Labeled area outline entries –
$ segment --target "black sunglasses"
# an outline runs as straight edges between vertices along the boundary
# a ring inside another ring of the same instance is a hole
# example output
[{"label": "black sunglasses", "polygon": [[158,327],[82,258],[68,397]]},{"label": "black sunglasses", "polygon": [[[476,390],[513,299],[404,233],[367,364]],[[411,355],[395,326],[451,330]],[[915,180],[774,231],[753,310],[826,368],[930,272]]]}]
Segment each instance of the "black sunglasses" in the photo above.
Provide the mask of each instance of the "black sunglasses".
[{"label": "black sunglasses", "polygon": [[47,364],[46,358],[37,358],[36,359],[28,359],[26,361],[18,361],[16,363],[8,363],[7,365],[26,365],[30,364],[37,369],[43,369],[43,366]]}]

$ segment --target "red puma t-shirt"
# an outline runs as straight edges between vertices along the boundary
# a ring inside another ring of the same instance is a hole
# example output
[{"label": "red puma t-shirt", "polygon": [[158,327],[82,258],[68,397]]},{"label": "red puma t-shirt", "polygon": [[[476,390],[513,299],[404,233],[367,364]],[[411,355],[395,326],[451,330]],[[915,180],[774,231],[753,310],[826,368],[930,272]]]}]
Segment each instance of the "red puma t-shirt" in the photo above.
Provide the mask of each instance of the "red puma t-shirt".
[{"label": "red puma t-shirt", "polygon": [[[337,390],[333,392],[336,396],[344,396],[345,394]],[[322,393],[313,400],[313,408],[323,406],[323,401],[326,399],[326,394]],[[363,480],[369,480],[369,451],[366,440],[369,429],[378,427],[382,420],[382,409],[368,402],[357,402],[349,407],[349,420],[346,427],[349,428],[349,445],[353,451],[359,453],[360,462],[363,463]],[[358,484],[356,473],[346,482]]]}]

INSTRUCTIONS FOR THE TASK – Copy out every line of the entries above without changing anything.

EXERCISE ANSWER –
$ segment --target "black sunglasses"
# an outline runs as straight edges between vertices along the boundary
# a ring inside another ring of the same instance is a hole
# example output
[{"label": "black sunglasses", "polygon": [[158,327],[82,258],[68,397]]},{"label": "black sunglasses", "polygon": [[[476,390],[513,299],[404,233],[367,364]],[[411,355],[395,326],[451,330]],[[915,180],[774,231],[753,310],[826,368],[930,272]]]}]
Segment each instance of the "black sunglasses" in the photo above.
Provide the mask of each instance of the "black sunglasses".
[{"label": "black sunglasses", "polygon": [[47,364],[46,358],[37,358],[36,359],[28,359],[26,361],[18,361],[16,363],[8,363],[7,365],[26,365],[30,364],[37,369],[43,369],[43,366]]}]

$ segment --target "red puma t-shirt"
# an outline runs as straight edges between vertices along the boundary
# a ring inside another ring of the same instance is a hole
# example output
[{"label": "red puma t-shirt", "polygon": [[158,327],[82,258],[68,397]]},{"label": "red puma t-shirt", "polygon": [[[476,390],[513,299],[404,233],[367,364]],[[411,355],[395,326],[451,330]],[[915,180],[774,231],[753,310],[826,368],[930,272]]]}]
Segment each instance of the "red puma t-shirt" in the photo above.
Provide the mask of each instance of the "red puma t-shirt".
[{"label": "red puma t-shirt", "polygon": [[[337,390],[333,392],[336,396],[344,396],[345,394]],[[322,393],[313,400],[313,408],[323,406],[323,401],[326,399],[326,394]],[[363,480],[369,480],[369,451],[366,440],[369,429],[378,427],[382,420],[382,409],[368,402],[357,402],[349,407],[349,420],[346,427],[349,428],[349,445],[353,451],[359,453],[360,462],[363,463]],[[358,484],[356,473],[346,482]]]}]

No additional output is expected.